### DATASET
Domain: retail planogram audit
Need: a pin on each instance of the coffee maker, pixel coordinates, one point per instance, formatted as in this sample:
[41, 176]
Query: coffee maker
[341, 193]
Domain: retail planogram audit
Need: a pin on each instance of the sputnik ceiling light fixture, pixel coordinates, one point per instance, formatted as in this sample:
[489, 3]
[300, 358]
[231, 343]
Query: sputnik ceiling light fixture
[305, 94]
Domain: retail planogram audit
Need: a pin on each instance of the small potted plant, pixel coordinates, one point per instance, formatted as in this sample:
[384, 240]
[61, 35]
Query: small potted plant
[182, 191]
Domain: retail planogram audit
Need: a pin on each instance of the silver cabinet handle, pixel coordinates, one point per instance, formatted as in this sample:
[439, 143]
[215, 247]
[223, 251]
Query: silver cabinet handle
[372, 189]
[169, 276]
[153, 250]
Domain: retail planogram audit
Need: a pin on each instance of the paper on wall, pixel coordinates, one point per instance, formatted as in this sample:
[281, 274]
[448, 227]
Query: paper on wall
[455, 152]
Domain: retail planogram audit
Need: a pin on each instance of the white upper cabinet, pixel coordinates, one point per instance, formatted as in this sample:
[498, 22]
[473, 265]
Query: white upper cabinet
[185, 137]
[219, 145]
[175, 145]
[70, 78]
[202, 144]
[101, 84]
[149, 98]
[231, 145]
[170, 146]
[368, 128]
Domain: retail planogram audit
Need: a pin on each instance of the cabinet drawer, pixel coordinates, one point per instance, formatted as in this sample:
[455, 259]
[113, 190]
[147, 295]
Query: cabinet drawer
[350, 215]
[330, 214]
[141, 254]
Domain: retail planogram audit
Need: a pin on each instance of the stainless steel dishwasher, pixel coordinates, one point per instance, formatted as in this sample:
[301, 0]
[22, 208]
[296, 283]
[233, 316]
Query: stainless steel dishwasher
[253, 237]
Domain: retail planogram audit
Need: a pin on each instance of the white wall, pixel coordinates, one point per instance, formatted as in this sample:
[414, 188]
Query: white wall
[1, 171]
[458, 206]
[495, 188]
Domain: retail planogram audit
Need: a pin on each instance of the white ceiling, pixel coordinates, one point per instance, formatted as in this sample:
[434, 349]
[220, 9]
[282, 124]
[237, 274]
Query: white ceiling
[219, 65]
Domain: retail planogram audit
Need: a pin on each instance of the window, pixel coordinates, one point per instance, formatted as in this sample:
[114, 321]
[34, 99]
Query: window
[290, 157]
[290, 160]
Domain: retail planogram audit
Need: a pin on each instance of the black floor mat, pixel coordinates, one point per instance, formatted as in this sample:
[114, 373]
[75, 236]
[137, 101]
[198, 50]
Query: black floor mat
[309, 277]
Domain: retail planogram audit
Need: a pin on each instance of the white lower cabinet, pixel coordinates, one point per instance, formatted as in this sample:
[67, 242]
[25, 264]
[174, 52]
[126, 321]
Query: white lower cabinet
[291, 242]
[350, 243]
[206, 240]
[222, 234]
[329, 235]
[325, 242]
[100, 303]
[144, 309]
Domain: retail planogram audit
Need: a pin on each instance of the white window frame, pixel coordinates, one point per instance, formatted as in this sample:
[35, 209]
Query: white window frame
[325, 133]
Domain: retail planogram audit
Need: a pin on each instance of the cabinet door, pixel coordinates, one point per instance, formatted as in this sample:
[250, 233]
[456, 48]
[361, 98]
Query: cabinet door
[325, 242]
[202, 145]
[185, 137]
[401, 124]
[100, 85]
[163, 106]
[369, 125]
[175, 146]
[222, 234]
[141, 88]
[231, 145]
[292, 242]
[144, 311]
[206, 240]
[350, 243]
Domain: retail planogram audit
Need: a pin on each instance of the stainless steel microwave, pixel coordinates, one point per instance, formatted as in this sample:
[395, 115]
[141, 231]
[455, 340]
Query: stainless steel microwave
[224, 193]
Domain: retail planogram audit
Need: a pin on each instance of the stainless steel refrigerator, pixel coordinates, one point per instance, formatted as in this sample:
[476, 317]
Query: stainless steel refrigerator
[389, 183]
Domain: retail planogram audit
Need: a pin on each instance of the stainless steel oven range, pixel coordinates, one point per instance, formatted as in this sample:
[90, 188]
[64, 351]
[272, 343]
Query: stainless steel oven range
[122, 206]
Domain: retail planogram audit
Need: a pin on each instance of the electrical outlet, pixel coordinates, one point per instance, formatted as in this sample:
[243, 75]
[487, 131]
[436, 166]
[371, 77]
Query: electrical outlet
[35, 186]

### TASK DIRECTIONS
Write out every line of the material exactly as it appears.

### EXERCISE ANSWER
Domain: retail planogram audit
Need: a pin on each instance of the coffee maker, pixel coordinates, one point per instance, formatted as in this sample:
[41, 176]
Query: coffee maker
[341, 193]
Domain: retail planogram audit
Need: a pin on each instance of the sputnik ceiling light fixture, pixel coordinates, one point per instance, formatted as in this sample:
[489, 3]
[300, 358]
[231, 343]
Query: sputnik ceiling light fixture
[305, 94]
Domain: retail planogram audit
Need: a pin on each instance of the small potted plant, pixel coordinates, one point per instance, formatted as in this sample:
[384, 240]
[61, 35]
Query: small potted plant
[182, 191]
Domain: retail planogram audit
Need: a pin on each instance of the silver cabinet handle, pixel coordinates, one point per instance, formatted as in this sample:
[439, 143]
[215, 247]
[223, 251]
Query: silver cabinet handle
[372, 189]
[169, 276]
[153, 250]
Domain: retail planogram audit
Need: a pin on each instance of the paper on wall, pixel coordinates, one point per instance, formatted as in this sample:
[281, 274]
[448, 227]
Query: paper on wall
[455, 152]
Domain: retail planogram audit
Need: a pin on each instance of the white upper cabinet, pixel coordinates, one point per instance, formatted as in this sample:
[498, 22]
[473, 265]
Query: white upper cabinet
[185, 137]
[219, 145]
[175, 145]
[70, 78]
[202, 144]
[101, 84]
[149, 98]
[231, 145]
[170, 146]
[368, 128]
Domain: retail planogram audit
Need: a pin on each instance of the cabinet drawer, pixel coordinates, one point per instance, formatted as in this sample:
[455, 259]
[113, 190]
[147, 295]
Query: cabinet drawer
[350, 215]
[330, 214]
[141, 254]
Domain: retail planogram audit
Need: a pin on each instance of the stainless steel dishwasher, pixel coordinates, one point per instance, formatted as in this sample:
[301, 0]
[22, 208]
[296, 283]
[233, 316]
Query: stainless steel dishwasher
[253, 237]
Domain: retail planogram audit
Need: a pin on each instance of the white wall, pixel coordinates, one point per instance, formatted as in this sample:
[414, 188]
Query: white wall
[1, 171]
[458, 206]
[495, 188]
Domain: retail planogram audit
Need: a pin on each instance of the white ceiling, pixel coordinates, one point per instance, formatted as in this sample:
[434, 349]
[220, 9]
[282, 124]
[237, 274]
Query: white ceiling
[219, 65]
Domain: retail planogram audit
Need: a pin on each instance of the window, pixel coordinates, one point per instance, formatted as in this sample:
[114, 321]
[34, 99]
Query: window
[290, 157]
[290, 160]
Domain: retail planogram audit
Need: a pin on each instance of the black floor mat, pixel coordinates, one point per instance, formatted as in this sample:
[114, 373]
[75, 236]
[137, 101]
[198, 50]
Query: black floor mat
[309, 277]
Domain: retail planogram audit
Need: a pin on each instance of the white lower cabinet, pixel coordinates, one point per instance, formatted as in this sample:
[67, 242]
[25, 264]
[174, 52]
[126, 321]
Query: white lower cabinet
[291, 242]
[350, 243]
[206, 240]
[222, 234]
[329, 235]
[325, 242]
[100, 303]
[144, 309]
Domain: retail planogram audit
Need: a pin on each instance of the white window frame, pixel coordinates, one point per instance, formatted as in this sample:
[35, 209]
Query: white window frame
[325, 133]
Domain: retail planogram audit
Need: a pin on each instance of the cabinet door, pixel coordinates, one point per instance, formatted as in this sample:
[250, 233]
[456, 48]
[361, 98]
Query: cabinet door
[325, 242]
[202, 145]
[185, 137]
[401, 124]
[100, 85]
[163, 106]
[369, 125]
[175, 146]
[222, 234]
[141, 88]
[231, 145]
[292, 242]
[144, 311]
[206, 240]
[350, 243]
Domain: retail planogram audit
Need: a pin on each instance of the stainless steel microwave, pixel coordinates, one point per instance, formatted as in this sample:
[395, 115]
[141, 231]
[455, 340]
Query: stainless steel microwave
[224, 193]
Domain: retail planogram audit
Need: a pin on each instance of the stainless steel refrigerator, pixel coordinates, one point per instance, formatted as in this sample:
[476, 317]
Query: stainless steel refrigerator
[389, 183]
Domain: retail planogram audit
Need: a pin on each instance of the stainless steel oven range, pixel coordinates, one point per instance, formatted as in this sample:
[90, 188]
[64, 351]
[272, 343]
Query: stainless steel oven range
[122, 206]
Domain: retail planogram audit
Need: a pin on each instance of the electrical outlet, pixel coordinates, one point per instance, formatted as in this sample:
[243, 75]
[487, 131]
[436, 166]
[371, 77]
Query: electrical outlet
[35, 186]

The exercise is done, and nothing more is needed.